Problem.
State how many lines of the records contain the string "standing". Case counts, and give only the number.

═════ Recorded information

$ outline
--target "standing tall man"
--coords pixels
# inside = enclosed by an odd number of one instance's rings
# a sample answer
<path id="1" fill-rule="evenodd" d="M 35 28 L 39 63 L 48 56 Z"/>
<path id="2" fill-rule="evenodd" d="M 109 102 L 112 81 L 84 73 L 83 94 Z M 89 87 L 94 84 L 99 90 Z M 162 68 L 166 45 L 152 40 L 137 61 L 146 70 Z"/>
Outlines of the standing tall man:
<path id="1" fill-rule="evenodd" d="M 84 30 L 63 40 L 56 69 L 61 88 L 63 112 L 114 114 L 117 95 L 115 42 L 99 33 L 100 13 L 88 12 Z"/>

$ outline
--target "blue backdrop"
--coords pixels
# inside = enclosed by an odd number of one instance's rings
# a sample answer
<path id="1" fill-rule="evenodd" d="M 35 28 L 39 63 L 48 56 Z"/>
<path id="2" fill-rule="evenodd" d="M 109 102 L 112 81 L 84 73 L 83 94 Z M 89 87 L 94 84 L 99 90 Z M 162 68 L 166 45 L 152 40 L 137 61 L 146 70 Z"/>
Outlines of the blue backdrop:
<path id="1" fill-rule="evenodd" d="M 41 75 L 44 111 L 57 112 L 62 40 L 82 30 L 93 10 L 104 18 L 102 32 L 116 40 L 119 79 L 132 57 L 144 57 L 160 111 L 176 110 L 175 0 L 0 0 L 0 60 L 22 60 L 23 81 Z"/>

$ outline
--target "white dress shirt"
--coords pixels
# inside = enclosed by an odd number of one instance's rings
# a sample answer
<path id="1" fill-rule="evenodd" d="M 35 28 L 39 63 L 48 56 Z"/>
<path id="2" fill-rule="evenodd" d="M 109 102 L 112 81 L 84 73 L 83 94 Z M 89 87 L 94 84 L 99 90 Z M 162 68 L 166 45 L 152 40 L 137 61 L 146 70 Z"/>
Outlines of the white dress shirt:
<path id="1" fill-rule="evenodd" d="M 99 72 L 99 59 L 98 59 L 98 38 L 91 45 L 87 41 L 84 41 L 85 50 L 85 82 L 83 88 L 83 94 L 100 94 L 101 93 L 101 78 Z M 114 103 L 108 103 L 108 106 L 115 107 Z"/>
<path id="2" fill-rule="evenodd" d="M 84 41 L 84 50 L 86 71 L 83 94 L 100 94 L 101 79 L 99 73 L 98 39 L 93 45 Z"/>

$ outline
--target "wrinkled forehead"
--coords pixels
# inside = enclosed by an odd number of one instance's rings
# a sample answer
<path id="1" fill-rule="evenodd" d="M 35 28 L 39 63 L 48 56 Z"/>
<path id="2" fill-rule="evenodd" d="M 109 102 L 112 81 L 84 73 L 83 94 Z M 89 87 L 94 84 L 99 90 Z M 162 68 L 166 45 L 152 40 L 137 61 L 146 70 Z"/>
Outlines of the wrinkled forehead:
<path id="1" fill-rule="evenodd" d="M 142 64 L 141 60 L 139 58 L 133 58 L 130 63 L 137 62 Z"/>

══════════

Response to the task.
2